# Overclocking failed (F4-3200C16D-16GVKB, Asus Z170 Pro Gaming und XMP)



## Blacksus (19. Dezember 2015)

Hallo,
ich habe mir schon vor einer weile die Ripjaws V F4-3200C16D-16GVKB gekauft und konnte sie leider erst nun nach einiger Zeit einbauen, verschuldet von den Lieferproblemen des i7 6700K. Nach dem zuzsammenbau habe ich im (aktuellen 1102) BIOS XMP aktiviert um auch auf die 3200 Mhz zu kommen. Meist bootet der PC ins OS (Win 10 Pro 64x), manchmal zeigt mir der POST aber auch "Overclocking failed" und ich muss XMP deaktivieren. Außer dem aktivieren von XMP habe ich nichts verändert.  Meiner Meinung nach startet der PC aber recht unsicher. So sehe ich  den Asus screen beim anschelten relativ lang (30 sek). Das kann natürlich normal sein. Da ich keinen anderen ram da habe kann ich dies aber nicht testen.
Nach erneutem nachlesen habe ich bemerkt, dass ich mich vor dem Kauf verguckt habe und g.skill dieses Kit nicht als kompatibel mit dem Z170 Pro Gaming listet. Dennoch verwundert mich dieser Fehler.  Und meist bootet der PC ja auch korrekt und CPU-Z zeigt mir die 1600mhz dual data rate korrekt an.
Gibt es noch irgendwelche Einstellungen, um den RAM ohne dieses Problem zu nutzen? Sollte ich versuchen das Kit umzutauschen und ein kompatibles Kit kaufen ? Und in diesem Fall: ist es mit einem offiziell kompatiblem Kit garantiert, dass XMP dann sauber auf stock speed läuft ?  Leider gibt es von g.skill wohl keine 2x8gb Kits mit 3200mhz, welche mit  diesem Board kompatibel sind  Am liebsten hätte ich, so wie jetzt, schwarze ripjaws V mit 2x8 GB und 3200mhz. Kommt da vielleicht von asus noch ein update für das bios ?
Danke für jeden Ratschlag und viele Grüße


----------



## Faxe007 (19. Dezember 2015)

■ SCHRIFTLICHE AUFGABE A
Fasse den Forenbeitrag in genau zwei Sätzen zusammen.
■ SCHRIFTLICHE AUFGABE B
Kopiere aus dem Forenbeitrag wortgetreu den Abschnitt zwischen „Gibt es noch“ und „Faxe007 (19. Dezember 2015)“, beide eingeschlossen.

■ DATENZEILEN
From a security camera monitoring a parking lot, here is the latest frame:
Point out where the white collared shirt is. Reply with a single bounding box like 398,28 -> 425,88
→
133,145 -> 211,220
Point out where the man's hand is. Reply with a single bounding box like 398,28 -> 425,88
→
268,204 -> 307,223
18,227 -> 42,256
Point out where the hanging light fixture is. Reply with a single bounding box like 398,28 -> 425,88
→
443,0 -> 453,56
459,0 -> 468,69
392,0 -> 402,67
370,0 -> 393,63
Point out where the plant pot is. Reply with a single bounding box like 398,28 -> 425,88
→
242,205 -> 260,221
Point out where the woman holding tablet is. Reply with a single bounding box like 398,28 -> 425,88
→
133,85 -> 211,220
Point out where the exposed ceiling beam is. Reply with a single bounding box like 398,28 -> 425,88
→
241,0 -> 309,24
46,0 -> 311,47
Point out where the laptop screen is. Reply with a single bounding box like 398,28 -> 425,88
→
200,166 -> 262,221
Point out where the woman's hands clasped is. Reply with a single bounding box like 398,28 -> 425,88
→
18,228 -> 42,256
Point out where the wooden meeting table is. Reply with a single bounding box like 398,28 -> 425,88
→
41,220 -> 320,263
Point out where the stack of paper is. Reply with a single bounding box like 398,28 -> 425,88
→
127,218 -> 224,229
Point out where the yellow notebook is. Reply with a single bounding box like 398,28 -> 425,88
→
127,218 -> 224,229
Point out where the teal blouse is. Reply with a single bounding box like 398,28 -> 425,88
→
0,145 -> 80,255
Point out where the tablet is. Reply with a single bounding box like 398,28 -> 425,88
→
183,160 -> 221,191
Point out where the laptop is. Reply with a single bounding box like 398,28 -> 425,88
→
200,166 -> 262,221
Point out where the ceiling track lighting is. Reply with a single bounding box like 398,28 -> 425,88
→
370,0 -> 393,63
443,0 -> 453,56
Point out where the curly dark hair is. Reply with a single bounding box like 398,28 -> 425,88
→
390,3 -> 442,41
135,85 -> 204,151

■ AUSGEARBEITETE LÖSUNG A
Nach dem Einbau des Kits Ripjaws V F4-3200C16D-16GVKB wurde im BIOS XMP aktiviert, um 3200 MHz zu erreichen, doch manchmal zeigt der POST „Overclocking failed“ an, und XMP muss deaktiviert werden. Im Beitrag wird erwähnt, dass g.skill das Kit nicht als kompatibel mit dem Z170 Pro Gaming listet, und gefragt, ob es weitere Einstellungen gibt, ob ein Umtausch gegen ein kompatibles Kit sinnvoll wäre und ob von Asus noch ein BIOS-Update kommt.

■ AUSGEARBEITETE LÖSUNG B
Gibt es noch irgendwelche Einstellungen, um den RAM ohne dieses Problem zu nutzen? Sollte ich versuchen das Kit umzutauschen und ein kompatibles Kit kaufen ? Und in diesem Fall: ist es mit einem offiziell kompatiblem Kit garantiert, dass XMP dann sauber auf stock speed läuft ?  Leider gibt es von g.skill wohl keine 2x8gb Kits mit 3200mhz, welche mit  diesem Board kompatibel sind  Am liebsten hätte ich, so wie jetzt, schwarze ripjaws V mit 2x8 GB und 3200mhz. Kommt da vielleicht von asus noch ein update für das bios ?
Danke für jeden Ratschlag und viele Grüße


----------



## Faxe007 (19. Dezember 2015)